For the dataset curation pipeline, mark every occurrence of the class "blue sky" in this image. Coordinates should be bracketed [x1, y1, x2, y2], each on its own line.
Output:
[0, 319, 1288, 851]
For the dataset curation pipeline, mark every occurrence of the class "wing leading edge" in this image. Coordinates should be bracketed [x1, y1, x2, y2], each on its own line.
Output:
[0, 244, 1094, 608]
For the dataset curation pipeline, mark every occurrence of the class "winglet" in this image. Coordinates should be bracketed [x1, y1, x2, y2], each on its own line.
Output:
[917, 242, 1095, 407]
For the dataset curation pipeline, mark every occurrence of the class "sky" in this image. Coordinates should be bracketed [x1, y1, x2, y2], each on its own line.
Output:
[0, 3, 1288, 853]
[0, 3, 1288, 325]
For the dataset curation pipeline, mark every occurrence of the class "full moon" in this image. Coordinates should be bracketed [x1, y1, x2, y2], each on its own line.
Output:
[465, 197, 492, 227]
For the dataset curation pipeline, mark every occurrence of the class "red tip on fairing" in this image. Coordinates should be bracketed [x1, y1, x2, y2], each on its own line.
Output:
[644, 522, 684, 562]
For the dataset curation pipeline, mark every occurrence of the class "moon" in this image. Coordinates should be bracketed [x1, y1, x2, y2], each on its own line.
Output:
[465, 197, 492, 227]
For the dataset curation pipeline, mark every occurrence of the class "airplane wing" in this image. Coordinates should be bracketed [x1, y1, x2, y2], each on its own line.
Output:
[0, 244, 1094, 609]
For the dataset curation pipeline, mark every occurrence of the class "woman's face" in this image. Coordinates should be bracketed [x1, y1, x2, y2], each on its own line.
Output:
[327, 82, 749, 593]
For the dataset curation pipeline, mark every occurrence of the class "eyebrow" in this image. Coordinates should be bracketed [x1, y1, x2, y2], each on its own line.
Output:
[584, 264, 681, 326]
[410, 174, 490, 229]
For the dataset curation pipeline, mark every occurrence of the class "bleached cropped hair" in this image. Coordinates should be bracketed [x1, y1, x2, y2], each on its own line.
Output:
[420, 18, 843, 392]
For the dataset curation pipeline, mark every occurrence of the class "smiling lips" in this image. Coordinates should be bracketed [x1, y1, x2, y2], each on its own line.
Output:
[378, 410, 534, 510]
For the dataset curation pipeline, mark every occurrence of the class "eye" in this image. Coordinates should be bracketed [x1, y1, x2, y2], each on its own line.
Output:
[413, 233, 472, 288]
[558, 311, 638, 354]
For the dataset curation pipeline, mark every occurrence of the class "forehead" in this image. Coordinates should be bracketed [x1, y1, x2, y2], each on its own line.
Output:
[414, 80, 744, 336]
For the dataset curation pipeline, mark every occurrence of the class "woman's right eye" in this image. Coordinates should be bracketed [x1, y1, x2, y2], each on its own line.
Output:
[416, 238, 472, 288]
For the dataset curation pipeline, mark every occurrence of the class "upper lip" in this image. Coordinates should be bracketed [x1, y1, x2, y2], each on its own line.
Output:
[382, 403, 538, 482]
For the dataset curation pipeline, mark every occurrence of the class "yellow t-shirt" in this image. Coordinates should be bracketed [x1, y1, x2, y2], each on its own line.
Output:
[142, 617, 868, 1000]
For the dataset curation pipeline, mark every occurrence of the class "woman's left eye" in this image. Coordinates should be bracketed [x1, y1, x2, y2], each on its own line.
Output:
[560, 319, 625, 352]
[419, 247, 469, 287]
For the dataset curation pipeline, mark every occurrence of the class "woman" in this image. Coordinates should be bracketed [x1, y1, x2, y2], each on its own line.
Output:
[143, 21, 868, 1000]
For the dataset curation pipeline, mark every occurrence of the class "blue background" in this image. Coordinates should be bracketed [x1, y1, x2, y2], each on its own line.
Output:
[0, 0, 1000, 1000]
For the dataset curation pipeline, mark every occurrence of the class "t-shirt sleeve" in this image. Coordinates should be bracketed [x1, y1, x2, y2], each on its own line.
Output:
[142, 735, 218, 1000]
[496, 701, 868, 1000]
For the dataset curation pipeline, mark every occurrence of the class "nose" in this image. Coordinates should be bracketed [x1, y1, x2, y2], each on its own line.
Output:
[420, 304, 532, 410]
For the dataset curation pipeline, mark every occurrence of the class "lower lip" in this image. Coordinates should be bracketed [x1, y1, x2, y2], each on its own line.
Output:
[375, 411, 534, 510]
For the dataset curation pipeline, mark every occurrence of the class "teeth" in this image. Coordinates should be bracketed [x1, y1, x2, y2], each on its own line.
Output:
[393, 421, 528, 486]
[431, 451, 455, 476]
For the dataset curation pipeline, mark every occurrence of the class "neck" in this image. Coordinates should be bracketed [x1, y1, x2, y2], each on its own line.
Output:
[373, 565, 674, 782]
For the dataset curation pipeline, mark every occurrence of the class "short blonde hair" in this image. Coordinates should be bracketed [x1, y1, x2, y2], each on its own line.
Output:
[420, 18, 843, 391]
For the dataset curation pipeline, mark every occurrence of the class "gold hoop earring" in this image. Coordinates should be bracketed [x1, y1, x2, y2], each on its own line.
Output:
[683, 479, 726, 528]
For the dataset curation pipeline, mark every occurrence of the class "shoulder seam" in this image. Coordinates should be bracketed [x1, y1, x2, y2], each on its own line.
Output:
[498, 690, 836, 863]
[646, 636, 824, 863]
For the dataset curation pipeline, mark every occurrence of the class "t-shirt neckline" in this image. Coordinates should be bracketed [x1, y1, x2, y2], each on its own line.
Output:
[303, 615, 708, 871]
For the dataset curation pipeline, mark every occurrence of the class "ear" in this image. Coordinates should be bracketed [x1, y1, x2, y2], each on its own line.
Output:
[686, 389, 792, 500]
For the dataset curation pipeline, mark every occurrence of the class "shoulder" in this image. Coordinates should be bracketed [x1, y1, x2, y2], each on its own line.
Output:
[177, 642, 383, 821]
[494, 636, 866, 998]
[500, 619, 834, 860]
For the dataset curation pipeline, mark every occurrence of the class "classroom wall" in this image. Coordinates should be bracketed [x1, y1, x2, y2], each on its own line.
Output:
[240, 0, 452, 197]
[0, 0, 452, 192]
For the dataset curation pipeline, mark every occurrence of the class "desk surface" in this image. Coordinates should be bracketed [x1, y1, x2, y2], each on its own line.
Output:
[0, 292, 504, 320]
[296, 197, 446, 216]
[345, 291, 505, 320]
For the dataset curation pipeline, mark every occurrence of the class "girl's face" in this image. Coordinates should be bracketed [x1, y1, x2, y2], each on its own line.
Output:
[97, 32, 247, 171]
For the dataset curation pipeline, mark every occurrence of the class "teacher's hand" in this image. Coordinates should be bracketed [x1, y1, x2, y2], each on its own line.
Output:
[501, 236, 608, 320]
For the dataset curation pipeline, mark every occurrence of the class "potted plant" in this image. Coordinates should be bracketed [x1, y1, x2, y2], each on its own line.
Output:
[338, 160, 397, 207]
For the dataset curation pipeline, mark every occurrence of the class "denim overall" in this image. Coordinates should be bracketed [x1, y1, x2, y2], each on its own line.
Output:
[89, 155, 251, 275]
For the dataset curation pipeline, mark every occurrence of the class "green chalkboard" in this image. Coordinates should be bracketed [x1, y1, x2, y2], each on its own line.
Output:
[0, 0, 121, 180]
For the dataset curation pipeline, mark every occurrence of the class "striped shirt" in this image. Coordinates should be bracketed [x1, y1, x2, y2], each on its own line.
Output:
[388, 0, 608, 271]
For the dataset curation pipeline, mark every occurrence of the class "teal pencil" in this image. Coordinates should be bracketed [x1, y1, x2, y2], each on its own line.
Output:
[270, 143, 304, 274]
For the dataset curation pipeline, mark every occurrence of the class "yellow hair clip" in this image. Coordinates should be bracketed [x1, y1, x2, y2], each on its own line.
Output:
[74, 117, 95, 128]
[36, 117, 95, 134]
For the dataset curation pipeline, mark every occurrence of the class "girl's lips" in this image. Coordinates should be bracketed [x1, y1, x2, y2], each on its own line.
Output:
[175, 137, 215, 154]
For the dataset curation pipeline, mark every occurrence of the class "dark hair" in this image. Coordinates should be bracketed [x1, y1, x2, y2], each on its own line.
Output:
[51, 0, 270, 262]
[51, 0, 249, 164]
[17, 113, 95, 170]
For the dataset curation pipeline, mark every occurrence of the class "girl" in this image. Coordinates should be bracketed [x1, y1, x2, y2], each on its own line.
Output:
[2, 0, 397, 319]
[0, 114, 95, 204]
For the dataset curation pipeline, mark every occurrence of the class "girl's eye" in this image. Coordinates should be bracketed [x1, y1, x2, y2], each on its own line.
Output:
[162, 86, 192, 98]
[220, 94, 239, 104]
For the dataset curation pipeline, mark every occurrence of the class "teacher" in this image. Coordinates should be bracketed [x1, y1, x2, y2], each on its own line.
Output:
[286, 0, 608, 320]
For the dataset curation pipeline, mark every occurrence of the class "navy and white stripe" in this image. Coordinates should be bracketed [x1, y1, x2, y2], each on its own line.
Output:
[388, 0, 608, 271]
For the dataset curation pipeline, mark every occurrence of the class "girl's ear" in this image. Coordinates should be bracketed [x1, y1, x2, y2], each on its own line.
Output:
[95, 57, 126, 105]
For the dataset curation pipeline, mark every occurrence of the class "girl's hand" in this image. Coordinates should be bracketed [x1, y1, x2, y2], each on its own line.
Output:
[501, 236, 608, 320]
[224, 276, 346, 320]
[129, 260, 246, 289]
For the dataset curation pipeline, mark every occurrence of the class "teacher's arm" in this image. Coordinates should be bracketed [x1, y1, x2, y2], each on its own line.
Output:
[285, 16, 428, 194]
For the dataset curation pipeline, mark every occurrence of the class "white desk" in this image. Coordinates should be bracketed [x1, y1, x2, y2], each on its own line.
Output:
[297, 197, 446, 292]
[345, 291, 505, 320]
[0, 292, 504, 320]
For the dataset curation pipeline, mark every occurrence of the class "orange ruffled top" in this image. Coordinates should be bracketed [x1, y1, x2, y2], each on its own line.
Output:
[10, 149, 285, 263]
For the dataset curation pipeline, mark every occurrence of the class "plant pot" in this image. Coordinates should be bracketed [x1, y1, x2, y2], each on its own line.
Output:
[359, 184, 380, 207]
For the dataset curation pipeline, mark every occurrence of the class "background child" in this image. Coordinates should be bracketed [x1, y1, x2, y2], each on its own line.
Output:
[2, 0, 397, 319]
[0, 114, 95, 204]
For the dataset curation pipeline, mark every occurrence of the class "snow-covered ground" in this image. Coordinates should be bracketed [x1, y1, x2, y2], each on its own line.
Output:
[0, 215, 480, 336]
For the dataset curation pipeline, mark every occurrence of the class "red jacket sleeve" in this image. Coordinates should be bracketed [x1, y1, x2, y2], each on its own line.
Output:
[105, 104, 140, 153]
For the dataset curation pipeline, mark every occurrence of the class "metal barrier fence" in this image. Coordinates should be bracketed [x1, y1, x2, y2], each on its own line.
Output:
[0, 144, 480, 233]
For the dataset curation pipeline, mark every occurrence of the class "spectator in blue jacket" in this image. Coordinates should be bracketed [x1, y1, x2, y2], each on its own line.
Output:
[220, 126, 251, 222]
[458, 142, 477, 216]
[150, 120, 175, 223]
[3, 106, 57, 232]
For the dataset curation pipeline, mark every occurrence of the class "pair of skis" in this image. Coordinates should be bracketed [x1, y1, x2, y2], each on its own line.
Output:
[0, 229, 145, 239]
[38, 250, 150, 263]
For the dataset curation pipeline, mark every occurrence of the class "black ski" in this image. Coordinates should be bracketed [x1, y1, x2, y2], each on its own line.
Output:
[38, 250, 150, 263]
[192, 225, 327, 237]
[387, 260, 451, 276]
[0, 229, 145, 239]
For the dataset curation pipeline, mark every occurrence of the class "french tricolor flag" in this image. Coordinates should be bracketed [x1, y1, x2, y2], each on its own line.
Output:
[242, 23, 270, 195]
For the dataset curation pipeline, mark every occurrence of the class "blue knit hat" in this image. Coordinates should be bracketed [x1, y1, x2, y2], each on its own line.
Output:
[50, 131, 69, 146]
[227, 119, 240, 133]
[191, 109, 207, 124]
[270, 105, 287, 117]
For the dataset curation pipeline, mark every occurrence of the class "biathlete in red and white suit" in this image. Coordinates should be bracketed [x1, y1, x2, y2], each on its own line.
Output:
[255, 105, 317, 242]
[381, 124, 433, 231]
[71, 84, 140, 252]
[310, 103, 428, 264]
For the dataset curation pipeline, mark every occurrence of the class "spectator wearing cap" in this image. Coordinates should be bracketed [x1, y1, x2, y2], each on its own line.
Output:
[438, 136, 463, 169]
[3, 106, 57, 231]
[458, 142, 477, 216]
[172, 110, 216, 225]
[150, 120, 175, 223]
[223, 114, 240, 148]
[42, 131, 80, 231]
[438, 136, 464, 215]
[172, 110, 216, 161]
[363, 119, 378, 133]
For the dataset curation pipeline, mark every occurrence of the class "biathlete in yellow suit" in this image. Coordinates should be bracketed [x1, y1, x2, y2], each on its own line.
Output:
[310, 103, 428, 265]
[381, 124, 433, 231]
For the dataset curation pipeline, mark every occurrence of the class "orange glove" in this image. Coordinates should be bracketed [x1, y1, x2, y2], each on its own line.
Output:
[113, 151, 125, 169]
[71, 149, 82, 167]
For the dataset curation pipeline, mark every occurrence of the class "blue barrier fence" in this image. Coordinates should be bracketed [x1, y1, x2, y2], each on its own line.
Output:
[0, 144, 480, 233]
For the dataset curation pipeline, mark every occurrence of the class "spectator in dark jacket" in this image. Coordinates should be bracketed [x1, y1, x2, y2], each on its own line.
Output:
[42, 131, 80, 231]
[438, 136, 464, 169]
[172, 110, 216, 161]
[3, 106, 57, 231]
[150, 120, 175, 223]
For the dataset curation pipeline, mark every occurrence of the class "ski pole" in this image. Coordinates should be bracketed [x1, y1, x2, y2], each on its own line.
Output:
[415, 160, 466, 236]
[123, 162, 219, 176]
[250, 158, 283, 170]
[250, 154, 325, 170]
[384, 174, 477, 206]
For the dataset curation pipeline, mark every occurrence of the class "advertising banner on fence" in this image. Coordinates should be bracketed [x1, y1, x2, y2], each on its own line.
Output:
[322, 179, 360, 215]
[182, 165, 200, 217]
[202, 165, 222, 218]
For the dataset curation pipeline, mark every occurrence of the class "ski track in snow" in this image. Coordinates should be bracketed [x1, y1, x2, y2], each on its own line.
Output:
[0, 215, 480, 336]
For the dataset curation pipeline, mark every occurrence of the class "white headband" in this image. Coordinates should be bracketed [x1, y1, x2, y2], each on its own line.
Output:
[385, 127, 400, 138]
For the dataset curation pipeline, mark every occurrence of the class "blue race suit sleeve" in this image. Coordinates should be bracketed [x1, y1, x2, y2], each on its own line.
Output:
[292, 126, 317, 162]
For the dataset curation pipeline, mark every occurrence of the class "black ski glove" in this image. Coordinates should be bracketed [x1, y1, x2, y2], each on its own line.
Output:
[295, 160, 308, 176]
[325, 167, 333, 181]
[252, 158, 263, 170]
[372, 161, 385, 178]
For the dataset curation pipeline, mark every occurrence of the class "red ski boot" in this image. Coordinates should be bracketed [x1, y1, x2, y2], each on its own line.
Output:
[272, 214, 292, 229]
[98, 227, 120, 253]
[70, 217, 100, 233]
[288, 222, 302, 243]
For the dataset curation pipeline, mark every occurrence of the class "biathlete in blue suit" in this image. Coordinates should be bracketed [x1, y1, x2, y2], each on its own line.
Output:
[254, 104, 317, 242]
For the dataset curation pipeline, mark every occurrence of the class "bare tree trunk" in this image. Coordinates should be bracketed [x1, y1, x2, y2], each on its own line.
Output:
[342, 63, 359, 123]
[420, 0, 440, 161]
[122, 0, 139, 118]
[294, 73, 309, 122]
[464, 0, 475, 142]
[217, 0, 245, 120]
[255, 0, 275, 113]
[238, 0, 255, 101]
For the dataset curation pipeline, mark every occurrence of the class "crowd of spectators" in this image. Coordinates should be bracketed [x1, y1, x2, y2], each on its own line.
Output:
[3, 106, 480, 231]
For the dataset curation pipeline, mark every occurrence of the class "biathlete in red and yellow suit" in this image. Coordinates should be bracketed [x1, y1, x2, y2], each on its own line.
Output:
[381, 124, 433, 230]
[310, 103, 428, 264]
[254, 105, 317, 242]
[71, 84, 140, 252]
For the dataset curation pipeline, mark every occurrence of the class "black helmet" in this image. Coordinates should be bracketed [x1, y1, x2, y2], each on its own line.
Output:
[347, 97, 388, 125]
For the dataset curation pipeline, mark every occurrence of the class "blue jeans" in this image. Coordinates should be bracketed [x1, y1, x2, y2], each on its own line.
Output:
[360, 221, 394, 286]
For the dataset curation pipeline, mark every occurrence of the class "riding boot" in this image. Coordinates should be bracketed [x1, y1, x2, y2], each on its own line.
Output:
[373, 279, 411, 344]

+ + + + + + +

» Written problem
Extract every line of the data above in which the string "glove" appears, and copy each such line in full.

» Completed task
For the dataset curation pipeline, mark every occurrence of the class "orange glove" in this image. Coordinates should be bracketed [x1, y1, x2, y2], each on its own line.
For the dataset curation pipeline, mark every occurrence of the class "black ski glove" in this image. Coordinates should be bracketed [x1, y1, x2, y2], each on its own line.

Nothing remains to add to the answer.